WRITTEN PROBLEM:
Give the entries again from the start through the line containing "[91,259,136,270]", swapping "palm tree" for "coconut palm" and leaving everything else unchanged.

RECORDS SUPPLIED:
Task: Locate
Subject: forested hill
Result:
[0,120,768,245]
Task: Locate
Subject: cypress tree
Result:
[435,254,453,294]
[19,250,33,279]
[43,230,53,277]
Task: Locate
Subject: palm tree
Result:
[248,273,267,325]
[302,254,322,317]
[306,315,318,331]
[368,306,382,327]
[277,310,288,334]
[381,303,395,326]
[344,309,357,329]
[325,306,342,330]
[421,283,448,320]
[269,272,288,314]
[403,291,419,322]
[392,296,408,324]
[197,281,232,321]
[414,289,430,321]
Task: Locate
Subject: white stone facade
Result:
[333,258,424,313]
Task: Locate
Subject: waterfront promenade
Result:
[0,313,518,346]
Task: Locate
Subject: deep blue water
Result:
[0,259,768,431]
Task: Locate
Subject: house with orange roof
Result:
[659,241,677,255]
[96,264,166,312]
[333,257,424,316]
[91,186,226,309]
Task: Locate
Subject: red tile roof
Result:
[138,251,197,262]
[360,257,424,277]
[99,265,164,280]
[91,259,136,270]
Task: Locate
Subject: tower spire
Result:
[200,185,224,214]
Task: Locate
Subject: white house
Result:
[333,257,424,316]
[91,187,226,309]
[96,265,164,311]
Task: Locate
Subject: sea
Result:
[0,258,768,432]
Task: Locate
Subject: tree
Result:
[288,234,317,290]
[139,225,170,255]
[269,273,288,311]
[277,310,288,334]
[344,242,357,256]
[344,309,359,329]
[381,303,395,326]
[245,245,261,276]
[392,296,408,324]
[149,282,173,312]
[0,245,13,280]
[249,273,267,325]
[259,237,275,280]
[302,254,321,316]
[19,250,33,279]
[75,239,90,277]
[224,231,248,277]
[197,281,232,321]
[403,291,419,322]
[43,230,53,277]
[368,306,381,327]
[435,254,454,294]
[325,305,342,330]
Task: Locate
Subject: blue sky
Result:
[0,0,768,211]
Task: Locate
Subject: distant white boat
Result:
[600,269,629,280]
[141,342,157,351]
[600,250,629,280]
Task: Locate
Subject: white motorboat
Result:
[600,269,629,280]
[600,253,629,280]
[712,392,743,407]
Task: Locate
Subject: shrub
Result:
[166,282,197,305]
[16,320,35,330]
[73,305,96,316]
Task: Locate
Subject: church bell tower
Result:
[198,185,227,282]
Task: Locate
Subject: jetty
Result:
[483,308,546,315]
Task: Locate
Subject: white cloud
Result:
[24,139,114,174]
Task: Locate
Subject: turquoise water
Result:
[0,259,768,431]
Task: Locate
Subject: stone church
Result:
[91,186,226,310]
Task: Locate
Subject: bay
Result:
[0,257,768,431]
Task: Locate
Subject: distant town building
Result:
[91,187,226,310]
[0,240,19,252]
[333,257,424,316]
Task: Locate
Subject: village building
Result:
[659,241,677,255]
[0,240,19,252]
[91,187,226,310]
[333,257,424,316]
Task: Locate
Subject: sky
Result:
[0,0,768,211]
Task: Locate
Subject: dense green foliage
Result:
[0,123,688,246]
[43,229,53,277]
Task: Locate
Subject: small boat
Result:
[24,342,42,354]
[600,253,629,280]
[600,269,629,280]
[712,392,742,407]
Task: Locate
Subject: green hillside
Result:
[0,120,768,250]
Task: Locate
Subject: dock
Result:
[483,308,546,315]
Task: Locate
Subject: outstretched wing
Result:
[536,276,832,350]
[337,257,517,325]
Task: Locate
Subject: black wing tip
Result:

ANSWER TO THE EXERCISE:
Task: Locate
Subject: forested hill
Result:
[0,120,768,245]
Task: Locate
Subject: cypress tree
Result:
[435,254,453,294]
[19,250,33,279]
[43,230,53,277]
Task: Locate
Subject: coconut palm
Result:
[248,273,267,325]
[302,254,322,317]
[306,315,318,331]
[368,306,382,327]
[277,310,288,334]
[381,303,395,326]
[344,309,357,329]
[325,306,342,330]
[421,283,448,320]
[269,272,288,314]
[403,291,419,322]
[392,296,408,324]
[197,281,232,321]
[414,289,430,321]
Task: Locate
Subject: white stone facade
Result:
[333,258,424,313]
Task: Locate
Subject: waterfront promenade
Result:
[0,313,518,346]
Task: Locate
Subject: deep blue water
Result:
[0,259,768,431]
Task: Locate
Subject: house with orange roof
Result:
[659,241,677,255]
[96,264,166,312]
[333,257,424,316]
[91,186,226,309]
Task: Locate
Subject: red tile roof
Result:
[138,251,197,262]
[360,257,424,277]
[99,265,164,280]
[91,259,136,270]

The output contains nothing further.